→ Description of the task
All that should come back is the lines of the data below from the one containing "Target: deep blue sea" to the one containing "Target: sandy beach", inclusive, exactly as they stand.

Point localization data:
::::

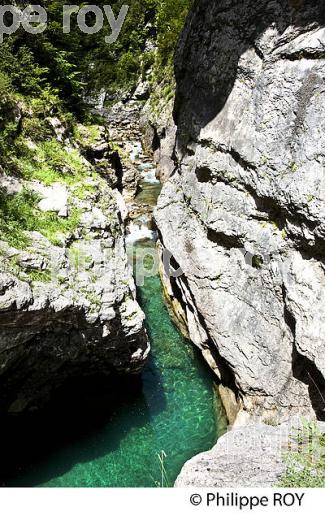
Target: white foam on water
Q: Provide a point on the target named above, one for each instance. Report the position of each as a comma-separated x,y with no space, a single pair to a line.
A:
150,176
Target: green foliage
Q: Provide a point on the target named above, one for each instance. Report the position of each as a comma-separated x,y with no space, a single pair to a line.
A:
305,462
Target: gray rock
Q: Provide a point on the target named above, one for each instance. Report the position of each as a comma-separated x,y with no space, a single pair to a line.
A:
250,456
243,213
69,310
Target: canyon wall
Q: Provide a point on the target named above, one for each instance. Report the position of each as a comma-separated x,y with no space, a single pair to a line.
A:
67,296
243,209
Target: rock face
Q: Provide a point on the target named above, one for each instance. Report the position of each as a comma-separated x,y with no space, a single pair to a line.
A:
243,213
244,457
68,306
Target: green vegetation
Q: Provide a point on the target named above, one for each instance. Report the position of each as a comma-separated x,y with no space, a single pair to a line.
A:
19,213
306,459
44,80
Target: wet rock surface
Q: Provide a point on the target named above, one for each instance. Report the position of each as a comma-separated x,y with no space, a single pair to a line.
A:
68,307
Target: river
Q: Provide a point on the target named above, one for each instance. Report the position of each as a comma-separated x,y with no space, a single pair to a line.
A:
174,415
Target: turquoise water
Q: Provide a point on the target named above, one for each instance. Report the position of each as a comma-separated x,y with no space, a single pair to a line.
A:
174,414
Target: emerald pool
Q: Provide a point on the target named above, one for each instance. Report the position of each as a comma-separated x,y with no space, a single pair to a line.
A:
173,412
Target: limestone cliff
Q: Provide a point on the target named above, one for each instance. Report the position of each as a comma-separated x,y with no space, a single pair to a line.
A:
243,211
67,295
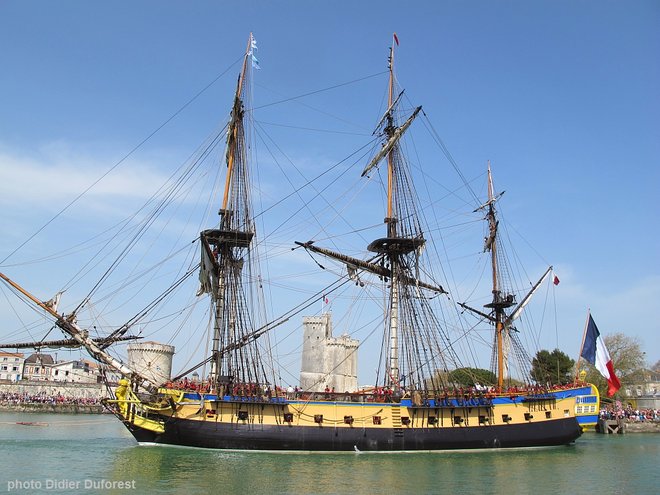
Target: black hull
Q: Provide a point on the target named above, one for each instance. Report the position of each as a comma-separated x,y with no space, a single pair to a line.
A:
212,435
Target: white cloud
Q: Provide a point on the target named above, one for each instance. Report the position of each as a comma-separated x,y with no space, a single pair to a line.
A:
57,173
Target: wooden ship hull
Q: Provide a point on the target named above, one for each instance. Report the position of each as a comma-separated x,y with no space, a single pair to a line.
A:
311,425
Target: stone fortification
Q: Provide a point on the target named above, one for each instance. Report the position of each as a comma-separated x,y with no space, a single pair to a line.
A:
327,361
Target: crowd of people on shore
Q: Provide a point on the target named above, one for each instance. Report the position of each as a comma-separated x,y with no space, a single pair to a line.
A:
18,398
628,413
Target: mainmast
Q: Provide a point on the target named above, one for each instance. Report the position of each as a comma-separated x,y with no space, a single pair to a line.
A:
500,302
411,344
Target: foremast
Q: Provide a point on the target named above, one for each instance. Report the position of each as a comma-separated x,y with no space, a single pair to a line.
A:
227,271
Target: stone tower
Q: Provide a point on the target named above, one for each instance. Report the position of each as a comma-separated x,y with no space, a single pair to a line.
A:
151,359
327,361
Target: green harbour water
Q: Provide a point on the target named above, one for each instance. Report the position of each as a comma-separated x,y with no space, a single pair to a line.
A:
95,454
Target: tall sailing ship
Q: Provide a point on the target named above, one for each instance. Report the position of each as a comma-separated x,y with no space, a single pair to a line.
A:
412,406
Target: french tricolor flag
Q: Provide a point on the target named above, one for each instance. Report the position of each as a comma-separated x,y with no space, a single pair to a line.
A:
594,351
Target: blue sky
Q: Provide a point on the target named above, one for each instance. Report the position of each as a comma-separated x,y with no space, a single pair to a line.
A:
560,96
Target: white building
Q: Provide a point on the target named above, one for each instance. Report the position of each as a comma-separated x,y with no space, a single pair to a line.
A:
78,371
327,361
38,367
11,366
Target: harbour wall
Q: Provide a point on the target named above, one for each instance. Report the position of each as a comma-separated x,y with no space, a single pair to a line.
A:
49,396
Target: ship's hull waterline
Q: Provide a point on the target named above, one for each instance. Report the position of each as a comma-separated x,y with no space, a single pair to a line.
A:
347,427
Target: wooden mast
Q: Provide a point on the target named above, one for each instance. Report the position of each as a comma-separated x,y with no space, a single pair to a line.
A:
222,242
237,114
391,233
499,303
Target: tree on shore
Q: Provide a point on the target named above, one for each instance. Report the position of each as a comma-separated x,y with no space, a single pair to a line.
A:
554,368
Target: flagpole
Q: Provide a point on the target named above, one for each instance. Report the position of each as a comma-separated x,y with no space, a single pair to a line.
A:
584,336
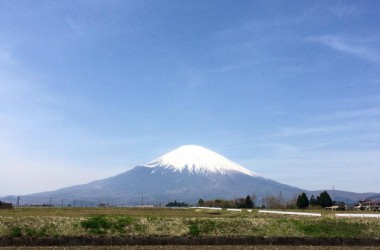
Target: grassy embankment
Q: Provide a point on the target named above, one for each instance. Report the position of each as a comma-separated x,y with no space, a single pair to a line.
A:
55,222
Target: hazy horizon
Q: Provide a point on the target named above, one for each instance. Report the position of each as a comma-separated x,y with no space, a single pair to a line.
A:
288,89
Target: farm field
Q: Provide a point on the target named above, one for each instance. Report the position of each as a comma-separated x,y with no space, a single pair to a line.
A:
201,248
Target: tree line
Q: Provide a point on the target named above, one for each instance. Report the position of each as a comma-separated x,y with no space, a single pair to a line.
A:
324,200
272,202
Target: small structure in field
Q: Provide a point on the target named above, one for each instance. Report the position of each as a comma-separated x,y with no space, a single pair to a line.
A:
368,205
5,205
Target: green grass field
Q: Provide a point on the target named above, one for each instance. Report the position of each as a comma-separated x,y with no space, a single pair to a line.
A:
74,222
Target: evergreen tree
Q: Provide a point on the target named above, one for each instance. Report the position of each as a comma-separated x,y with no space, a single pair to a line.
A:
318,201
201,203
302,201
313,201
248,202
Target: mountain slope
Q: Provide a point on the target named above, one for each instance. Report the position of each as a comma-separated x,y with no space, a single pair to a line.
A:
187,174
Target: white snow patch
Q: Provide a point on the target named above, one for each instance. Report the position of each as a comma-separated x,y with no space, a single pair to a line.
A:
198,160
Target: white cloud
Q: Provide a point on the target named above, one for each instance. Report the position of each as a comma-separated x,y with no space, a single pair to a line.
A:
350,46
362,113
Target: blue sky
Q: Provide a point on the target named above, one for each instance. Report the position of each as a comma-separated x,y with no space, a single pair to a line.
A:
288,89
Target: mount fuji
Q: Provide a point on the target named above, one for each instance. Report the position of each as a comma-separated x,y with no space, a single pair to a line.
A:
186,174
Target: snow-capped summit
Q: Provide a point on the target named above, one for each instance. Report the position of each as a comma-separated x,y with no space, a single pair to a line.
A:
197,160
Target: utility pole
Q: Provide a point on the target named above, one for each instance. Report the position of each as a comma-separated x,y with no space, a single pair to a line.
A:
334,192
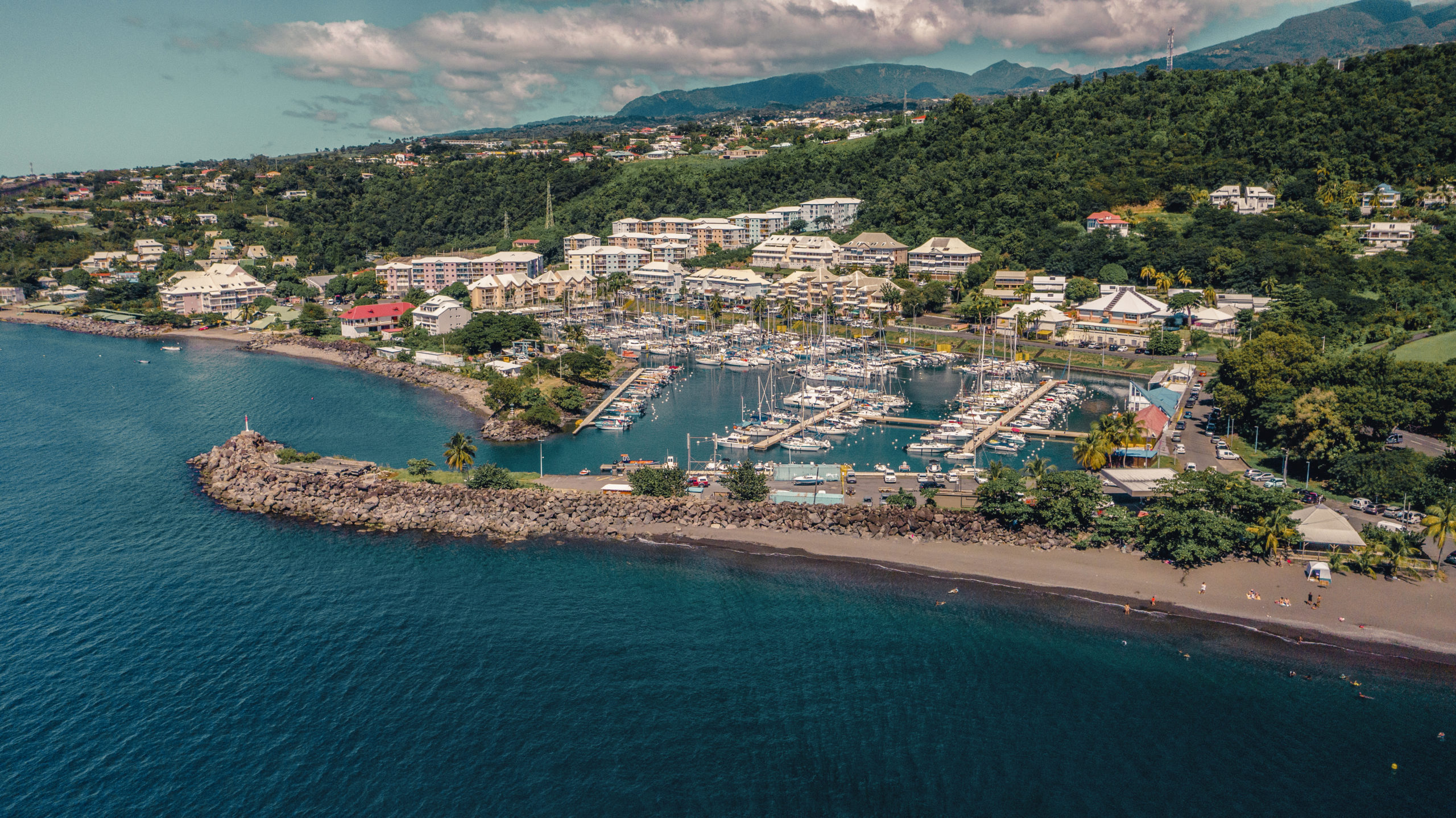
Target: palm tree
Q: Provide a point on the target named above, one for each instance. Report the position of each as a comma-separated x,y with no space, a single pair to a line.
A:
788,308
459,452
1365,561
1441,526
996,470
1094,450
1273,529
759,308
1037,468
715,308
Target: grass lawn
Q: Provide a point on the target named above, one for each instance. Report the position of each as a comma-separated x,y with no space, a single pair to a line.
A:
1436,348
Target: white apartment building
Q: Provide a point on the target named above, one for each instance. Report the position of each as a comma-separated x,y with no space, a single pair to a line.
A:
605,261
717,232
1252,200
440,315
736,284
1389,235
841,213
580,241
796,252
673,252
666,275
942,258
1384,197
214,290
872,249
759,226
435,274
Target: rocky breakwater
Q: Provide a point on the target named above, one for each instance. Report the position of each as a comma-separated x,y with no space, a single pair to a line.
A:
362,357
91,327
243,473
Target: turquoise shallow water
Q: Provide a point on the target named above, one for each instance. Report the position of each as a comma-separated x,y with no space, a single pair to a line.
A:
164,657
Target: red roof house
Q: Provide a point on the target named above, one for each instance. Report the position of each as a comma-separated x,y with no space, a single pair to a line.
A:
373,318
1110,220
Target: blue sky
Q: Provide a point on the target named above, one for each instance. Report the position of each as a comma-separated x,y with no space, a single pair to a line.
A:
118,84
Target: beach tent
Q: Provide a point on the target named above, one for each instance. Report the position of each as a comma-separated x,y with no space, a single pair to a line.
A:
1322,526
1318,572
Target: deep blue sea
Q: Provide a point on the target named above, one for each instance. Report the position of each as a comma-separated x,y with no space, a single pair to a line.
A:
160,655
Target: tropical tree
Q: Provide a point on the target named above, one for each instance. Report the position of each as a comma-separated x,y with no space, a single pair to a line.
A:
1272,532
1441,526
787,309
1094,450
459,452
998,470
1037,468
715,308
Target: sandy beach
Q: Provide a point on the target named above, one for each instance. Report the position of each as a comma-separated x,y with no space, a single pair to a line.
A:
1353,609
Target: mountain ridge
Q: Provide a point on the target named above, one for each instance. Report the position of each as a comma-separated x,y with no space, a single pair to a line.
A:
874,81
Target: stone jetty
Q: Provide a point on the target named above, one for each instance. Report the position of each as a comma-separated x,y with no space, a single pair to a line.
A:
91,327
245,475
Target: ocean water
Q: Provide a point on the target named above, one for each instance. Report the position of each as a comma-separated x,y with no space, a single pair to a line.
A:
160,655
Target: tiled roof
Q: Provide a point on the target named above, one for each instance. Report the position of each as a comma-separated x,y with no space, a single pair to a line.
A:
392,309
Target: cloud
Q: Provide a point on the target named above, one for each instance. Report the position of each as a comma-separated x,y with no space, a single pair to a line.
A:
488,66
315,111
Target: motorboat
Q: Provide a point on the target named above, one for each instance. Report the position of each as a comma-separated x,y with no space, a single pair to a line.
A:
736,440
804,443
928,447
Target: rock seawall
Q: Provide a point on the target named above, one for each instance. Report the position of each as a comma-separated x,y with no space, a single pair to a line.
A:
91,327
242,475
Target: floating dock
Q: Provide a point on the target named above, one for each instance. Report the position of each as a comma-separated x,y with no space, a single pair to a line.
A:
771,441
607,400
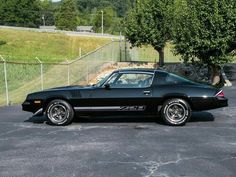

::::

→ Answer to this exercise
Target: deep blue sea
Q: Provide a point on the target named above, one for each instance. Report the position of each as a comma-separated x,y with no space, a single pair to a line.
A:
160,655
Target: tropical tree
Q: Provide a point on the target named above, one for each instance. Report the position of each as a comma-separated x,y with no space, a single pair to a line.
A:
1272,532
1441,526
787,309
1094,450
459,452
998,470
1037,468
715,308
Target: sandy beach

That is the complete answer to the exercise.